# Task statement:
Without the images, print every line of the material below exactly as given.

◆ ◆ ◆ ◆ ◆

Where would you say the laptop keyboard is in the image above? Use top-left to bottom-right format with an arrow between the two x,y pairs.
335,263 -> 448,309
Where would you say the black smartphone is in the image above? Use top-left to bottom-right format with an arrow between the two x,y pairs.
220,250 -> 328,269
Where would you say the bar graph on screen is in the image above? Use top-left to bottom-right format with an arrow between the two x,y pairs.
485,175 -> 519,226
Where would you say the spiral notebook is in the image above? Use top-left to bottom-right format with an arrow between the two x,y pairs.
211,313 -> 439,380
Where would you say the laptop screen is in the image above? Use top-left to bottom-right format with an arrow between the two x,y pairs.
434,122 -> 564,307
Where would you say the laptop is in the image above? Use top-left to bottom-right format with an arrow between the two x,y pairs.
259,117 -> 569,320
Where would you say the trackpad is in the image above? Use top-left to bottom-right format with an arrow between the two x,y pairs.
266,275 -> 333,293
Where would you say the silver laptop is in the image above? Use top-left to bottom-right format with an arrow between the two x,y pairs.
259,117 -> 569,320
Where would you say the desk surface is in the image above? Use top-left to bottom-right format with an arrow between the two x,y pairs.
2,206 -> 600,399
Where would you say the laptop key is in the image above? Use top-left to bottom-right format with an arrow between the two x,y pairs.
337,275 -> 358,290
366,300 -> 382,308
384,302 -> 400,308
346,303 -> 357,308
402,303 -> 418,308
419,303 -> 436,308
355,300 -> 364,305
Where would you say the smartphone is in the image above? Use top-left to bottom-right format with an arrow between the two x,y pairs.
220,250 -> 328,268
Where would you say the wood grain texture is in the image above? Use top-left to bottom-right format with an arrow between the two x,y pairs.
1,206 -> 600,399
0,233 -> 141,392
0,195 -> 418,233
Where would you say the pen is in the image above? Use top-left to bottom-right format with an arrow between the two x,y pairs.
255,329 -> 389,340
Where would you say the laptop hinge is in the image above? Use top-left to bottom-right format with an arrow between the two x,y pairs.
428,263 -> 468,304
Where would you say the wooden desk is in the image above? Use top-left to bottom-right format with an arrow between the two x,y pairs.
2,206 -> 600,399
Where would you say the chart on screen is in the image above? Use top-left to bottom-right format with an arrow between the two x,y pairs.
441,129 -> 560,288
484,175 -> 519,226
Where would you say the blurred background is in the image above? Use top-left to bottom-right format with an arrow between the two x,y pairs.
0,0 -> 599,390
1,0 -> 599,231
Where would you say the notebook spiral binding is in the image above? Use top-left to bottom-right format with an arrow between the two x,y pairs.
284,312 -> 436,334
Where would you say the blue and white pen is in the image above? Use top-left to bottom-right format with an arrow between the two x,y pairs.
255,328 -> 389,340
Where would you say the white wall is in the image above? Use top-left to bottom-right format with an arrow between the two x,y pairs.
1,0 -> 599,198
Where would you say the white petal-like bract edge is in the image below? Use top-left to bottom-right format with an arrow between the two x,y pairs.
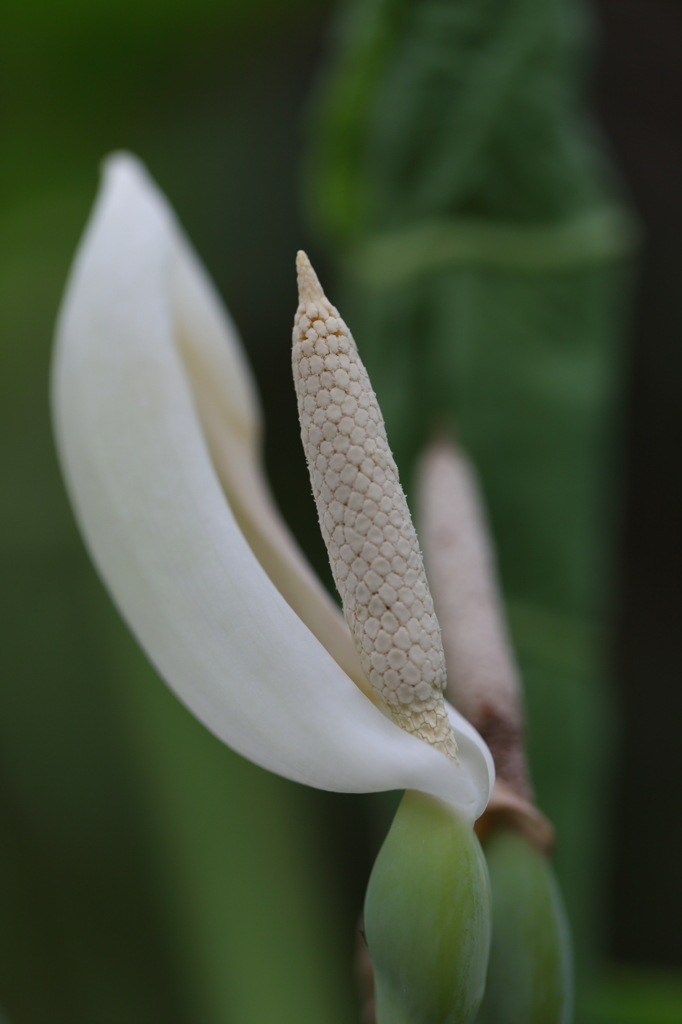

◆ ◆ ◆ ◆ ◆

# Solution for this exercise:
Where would you say the laptop keyboard is in the image above? Use top-left to bottom-right format with an arrow between the two x,y pairs.
335,263 -> 448,309
Where would you say the black smartphone is in the image above? Use top-left to bottom-right format with an arrow between the two x,y pairs.
220,250 -> 328,269
Where would you say the bar graph on screen is in the image above? Use top-left to bottom-right format with an arrow between the two x,y pairs.
485,175 -> 519,226
Where would you say the spiral notebook is in the image above? Use top-left to bottom-right format with an arrow between the two x,y pairs.
211,313 -> 439,380
Where would you say the laptop screen is in the image above? Use top-left to bottom-right format with an arrow between the two x,y pairs.
434,122 -> 564,307
Where would you say the laptop is in the image above? Use top-left to bottom-right format with an arrow between the two x,y pairs.
259,117 -> 569,320
Where would you say the trackpad is in the image above? Use top-left to bottom-right format with an arrow between the two x,y pairs.
266,275 -> 333,293
Where would you say the silver laptop is in the image above? Use top-left to bottom-right format with an arrow between the two x,y pairs.
259,117 -> 569,320
Where would you say the desk surface is in the image above? Use top-left to bottom-right format with an arrow between the two x,y pairs.
2,206 -> 600,399
Where would you say the laptop key is in the image above? Use top-left to bottom-right format with an arrow between the two x,y pairs.
337,275 -> 358,290
366,300 -> 382,308
384,302 -> 400,308
346,303 -> 357,308
402,303 -> 418,308
419,303 -> 436,308
355,300 -> 364,305
Where would you say the smartphone is in the image above? Use top-left to bottom-right format with an arrow between the two x,y pairs.
220,250 -> 328,268
Where would you say the wood grain texture is in the image above? Use top-left to bottom-right format with an arrow between the two x,y pairs.
1,206 -> 600,399
0,233 -> 141,392
0,195 -> 418,233
Where would you say the pen is in the image above? Use top-left to bottom-right format with an arrow between the two x,y pairs.
255,329 -> 389,340
Where would you say the laptop hinge is in the image above? Use top-left to bottom-right format with an arrow between the two x,y pairs.
428,263 -> 468,304
Where would you say the wooden desk is in the image above? Use top-left to bottom-right format with an arrow between the two x,y pairs.
2,206 -> 600,399
Where would you say the chart on screen is in the image above? Use top-left to bottom-right format with an arrow between the two x,y pairs.
441,129 -> 560,288
484,175 -> 519,226
Where would you say the blurred background is in the image above? Use top-left to bottom-right format with an arrow between the two x,y pairs.
0,0 -> 599,390
1,0 -> 599,231
Where would you say the notebook spiral binding is in the image above? Use top-left to bottom-right format with an arrow between the two x,y pairs.
284,312 -> 436,334
Where would you say the blue and white pen is in the image above? Use top-left to bottom-right format with an arrow between the two x,y pairs.
255,328 -> 389,340
Where would you say the white wall is in the image above? Use top-left to bottom-right format with an arrow between the two x,y pairs.
1,0 -> 599,198
Where would you say the white petal-like bract edge is in the image below? Use top-left to bottom-right format with an arrow between the two x,y pairs.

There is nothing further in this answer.